# Tasks:
**a)** In the Marianne Faithfull passage, why did her involvement with the Rolling Stones hurt her career instead of helping it? Answer in one to three sentences.
**b)** According to the Marianne Faithfull passage, what was the title of her first single?
**c)** Keep writing the Marianne Faithfull passage, picking up after its final sentence.

# Source excerpt:
Marianne Faithfull is often unfairly remembered these days as a minor character in the Rolling Stones story. Discovered by Stones manager/producer Andrew Loog Oldham as a teenager and signed to Decca in 1964, the ex-convent-school girl had a hit with her first single (“As Tears Go By”) and, over the next three years, her dulcet, folk-pop sounds met with chart success on both sides of the Atlantic.
During the halcyon days of “Swinging London”, Faithfull fell in with their Satanic Majesties and became romantically entwined with Jagger. As her drug consumption increased, so did her ambivalence toward her own music—and, rather than enhancing her pop star cachet, Faithfull’s involvement with the Stones ultimately contributed to the derailing of her career. The pivotal moment in that regard was, of course, her arrest at the legendary drugs bust at Keith Richards’ Redlands estate in February 1967, wearing only a fur rug and, according to lurid popular myth, secreting a Mars Bar about her person.

# Given data:
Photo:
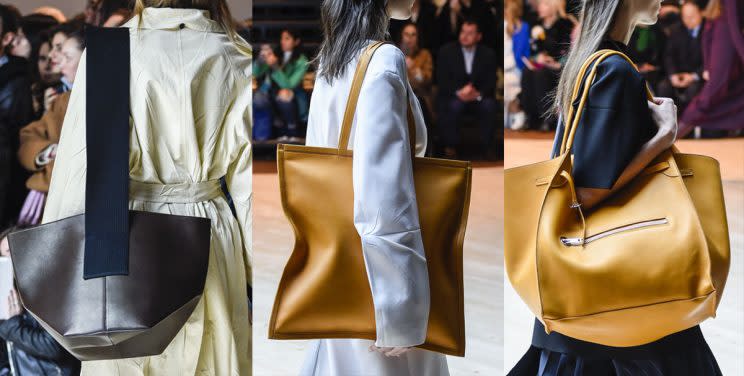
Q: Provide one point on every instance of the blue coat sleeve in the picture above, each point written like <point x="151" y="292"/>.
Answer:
<point x="615" y="123"/>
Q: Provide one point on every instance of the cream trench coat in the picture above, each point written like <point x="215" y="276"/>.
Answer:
<point x="190" y="100"/>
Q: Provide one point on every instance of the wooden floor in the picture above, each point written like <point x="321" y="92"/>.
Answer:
<point x="725" y="334"/>
<point x="483" y="268"/>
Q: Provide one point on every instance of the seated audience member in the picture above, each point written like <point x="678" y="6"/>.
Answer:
<point x="38" y="140"/>
<point x="420" y="67"/>
<point x="16" y="110"/>
<point x="466" y="75"/>
<point x="683" y="58"/>
<point x="33" y="43"/>
<point x="669" y="16"/>
<point x="280" y="85"/>
<point x="32" y="350"/>
<point x="551" y="38"/>
<point x="516" y="47"/>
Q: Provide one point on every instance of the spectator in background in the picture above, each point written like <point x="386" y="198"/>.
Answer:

# Answer set:
**a)** As her drug use grew, she cared less about her own music. The turning point was her arrest in February 1967 at the drugs bust at Keith Richards' Redlands estate.

**b)** "As Tears Go By."

**c)**
In the aftermath of the Redlands raid, William Rees-Mogg’s celebrated “Who Breaks a Butterfly on a Wheel?” editorial in The Times swayed public opinion in favor of Mick and Keef, who had received absurdly harsh sentences for possession, and their convictions were soon overturned. Marianne Faithfull, on the other hand, although acquitted, was subjected to the full tabloid treatment (“NAKED GIRL AT STONES PARTY!”; “NUDE GIRL IN MERRY MOOD AT DRUG PARTY!”), as well as the inevitable public opprobrium that accompanied her trial by media.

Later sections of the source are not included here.